# [Your goal]
Determine how many lines in the items below contain the string "green", and give only that number.

# [Some items]
================
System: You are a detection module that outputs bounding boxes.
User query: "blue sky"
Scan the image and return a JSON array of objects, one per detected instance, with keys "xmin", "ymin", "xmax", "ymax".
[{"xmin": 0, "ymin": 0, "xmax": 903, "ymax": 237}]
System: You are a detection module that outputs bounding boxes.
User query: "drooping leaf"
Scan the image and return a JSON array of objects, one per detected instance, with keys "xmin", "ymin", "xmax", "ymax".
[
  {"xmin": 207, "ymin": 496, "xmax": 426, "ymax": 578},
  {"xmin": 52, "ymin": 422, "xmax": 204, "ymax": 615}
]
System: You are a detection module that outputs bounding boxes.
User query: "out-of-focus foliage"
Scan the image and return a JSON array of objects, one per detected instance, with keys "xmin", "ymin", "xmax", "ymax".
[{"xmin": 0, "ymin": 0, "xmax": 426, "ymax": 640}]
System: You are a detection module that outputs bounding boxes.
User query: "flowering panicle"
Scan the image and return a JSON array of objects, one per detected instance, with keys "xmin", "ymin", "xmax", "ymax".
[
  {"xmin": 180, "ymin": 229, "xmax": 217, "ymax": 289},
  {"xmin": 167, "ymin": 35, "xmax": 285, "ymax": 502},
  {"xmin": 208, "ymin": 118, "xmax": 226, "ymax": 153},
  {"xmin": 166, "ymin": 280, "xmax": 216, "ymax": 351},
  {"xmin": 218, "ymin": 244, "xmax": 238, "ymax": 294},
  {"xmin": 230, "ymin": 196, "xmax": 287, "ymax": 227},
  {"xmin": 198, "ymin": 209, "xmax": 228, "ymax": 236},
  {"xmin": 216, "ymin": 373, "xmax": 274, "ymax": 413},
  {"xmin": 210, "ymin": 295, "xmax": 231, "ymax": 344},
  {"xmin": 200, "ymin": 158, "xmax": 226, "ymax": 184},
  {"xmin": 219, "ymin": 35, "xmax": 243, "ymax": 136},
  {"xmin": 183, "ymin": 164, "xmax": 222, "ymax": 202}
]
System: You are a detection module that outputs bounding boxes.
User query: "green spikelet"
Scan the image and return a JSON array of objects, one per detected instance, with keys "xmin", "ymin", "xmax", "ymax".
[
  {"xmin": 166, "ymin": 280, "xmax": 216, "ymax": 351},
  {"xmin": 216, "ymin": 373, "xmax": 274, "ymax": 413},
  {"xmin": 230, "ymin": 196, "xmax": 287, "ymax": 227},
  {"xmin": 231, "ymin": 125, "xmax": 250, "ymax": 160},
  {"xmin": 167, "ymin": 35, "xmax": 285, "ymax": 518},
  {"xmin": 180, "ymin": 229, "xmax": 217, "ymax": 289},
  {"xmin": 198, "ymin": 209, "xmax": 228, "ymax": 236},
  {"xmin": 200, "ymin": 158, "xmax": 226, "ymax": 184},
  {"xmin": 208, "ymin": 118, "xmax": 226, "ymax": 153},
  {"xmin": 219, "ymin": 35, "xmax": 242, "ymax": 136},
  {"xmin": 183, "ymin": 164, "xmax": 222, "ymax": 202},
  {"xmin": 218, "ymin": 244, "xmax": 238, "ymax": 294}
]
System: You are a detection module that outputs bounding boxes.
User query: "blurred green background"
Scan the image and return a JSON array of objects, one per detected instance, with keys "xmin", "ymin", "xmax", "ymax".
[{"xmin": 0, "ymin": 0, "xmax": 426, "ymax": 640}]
================
# [Written answer]
2